Please return each line of the material below that contains the word "instance", copied unchanged. Letter case must match.

Point labeling examples:
══════════
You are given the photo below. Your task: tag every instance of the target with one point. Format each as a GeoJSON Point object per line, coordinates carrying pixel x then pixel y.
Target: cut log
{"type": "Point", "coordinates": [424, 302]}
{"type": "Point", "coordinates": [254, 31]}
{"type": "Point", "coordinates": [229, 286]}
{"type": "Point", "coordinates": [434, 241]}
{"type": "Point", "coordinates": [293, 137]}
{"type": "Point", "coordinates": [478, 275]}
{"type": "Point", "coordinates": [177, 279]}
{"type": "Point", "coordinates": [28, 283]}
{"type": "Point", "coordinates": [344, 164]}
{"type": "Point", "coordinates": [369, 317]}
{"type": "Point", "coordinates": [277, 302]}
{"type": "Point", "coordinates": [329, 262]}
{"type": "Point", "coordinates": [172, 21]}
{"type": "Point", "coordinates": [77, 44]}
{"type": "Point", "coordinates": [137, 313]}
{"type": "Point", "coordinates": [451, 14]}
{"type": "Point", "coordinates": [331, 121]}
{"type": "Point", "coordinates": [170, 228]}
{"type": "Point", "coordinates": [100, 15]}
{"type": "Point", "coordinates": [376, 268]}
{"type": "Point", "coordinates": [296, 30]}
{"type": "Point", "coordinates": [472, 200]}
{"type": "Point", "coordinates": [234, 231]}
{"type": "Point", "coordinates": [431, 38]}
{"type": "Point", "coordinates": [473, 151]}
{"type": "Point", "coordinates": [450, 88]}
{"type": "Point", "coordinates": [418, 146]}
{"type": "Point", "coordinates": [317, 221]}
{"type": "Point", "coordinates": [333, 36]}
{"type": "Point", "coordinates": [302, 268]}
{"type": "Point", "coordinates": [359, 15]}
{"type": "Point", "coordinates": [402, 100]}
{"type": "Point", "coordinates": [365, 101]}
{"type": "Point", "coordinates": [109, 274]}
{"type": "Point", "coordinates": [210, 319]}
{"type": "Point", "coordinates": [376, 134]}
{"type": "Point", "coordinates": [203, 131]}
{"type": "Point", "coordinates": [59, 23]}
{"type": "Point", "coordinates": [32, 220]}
══════════
» SOLUTION TO THIS EXERCISE:
You are given the photo below. Your task: tag every instance of the target with one point. Format each as a GeoJSON Point object per line, coordinates carrying pixel x then pixel y.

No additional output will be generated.